Write out, word for word, every line from the one containing "Target: man's face" through the final line of the records.

╔══

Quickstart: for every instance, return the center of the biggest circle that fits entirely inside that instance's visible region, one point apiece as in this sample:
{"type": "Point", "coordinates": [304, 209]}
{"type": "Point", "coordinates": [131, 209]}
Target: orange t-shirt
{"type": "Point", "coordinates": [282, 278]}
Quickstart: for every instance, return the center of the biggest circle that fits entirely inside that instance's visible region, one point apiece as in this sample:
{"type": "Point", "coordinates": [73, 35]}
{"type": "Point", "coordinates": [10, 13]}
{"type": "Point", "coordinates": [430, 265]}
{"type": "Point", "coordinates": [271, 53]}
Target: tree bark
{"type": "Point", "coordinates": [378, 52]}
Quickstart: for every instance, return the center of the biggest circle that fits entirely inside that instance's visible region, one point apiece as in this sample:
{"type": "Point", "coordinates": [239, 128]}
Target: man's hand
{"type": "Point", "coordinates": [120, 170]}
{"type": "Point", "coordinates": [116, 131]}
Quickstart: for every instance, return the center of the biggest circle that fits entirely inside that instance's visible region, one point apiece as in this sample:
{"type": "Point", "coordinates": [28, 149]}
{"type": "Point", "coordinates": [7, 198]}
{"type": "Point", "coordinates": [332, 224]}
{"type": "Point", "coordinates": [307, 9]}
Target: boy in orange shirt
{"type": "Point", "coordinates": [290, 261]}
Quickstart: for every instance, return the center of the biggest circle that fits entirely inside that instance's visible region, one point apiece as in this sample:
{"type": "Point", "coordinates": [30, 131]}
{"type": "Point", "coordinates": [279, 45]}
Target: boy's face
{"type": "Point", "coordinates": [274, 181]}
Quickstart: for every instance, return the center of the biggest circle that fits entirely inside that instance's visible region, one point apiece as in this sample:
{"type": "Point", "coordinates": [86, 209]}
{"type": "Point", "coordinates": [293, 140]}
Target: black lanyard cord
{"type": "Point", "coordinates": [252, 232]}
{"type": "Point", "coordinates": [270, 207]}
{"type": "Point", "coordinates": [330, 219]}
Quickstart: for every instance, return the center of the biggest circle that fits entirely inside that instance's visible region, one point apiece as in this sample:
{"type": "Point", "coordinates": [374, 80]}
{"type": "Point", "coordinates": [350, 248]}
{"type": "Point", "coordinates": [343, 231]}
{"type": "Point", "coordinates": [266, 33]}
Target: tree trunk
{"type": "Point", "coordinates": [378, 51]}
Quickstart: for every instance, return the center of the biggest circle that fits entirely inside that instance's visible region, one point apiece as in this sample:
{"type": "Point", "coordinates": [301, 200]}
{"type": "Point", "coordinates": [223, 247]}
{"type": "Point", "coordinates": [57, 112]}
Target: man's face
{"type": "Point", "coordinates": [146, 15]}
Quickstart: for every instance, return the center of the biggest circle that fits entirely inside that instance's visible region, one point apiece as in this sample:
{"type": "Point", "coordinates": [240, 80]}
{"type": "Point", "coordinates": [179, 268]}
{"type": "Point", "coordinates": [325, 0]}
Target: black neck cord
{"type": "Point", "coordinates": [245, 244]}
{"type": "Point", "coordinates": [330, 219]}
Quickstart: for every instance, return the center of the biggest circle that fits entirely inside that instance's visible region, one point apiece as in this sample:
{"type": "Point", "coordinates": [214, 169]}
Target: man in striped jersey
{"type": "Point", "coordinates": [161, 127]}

╚══

Reply to the task »
Target: man's face
{"type": "Point", "coordinates": [146, 15]}
Quickstart: for every instance, return the center of the biggest circle that fits entirely inside that instance's visible region, one point apiece as in this sample:
{"type": "Point", "coordinates": [240, 80]}
{"type": "Point", "coordinates": [179, 268]}
{"type": "Point", "coordinates": [325, 0]}
Target: black neck cord
{"type": "Point", "coordinates": [245, 244]}
{"type": "Point", "coordinates": [330, 219]}
Quickstart: for every instance, return the center of the biggest circle that fits entirely inside that instance's visible region, one point apiece as in this sample:
{"type": "Point", "coordinates": [214, 169]}
Target: man in striped jersey
{"type": "Point", "coordinates": [161, 127]}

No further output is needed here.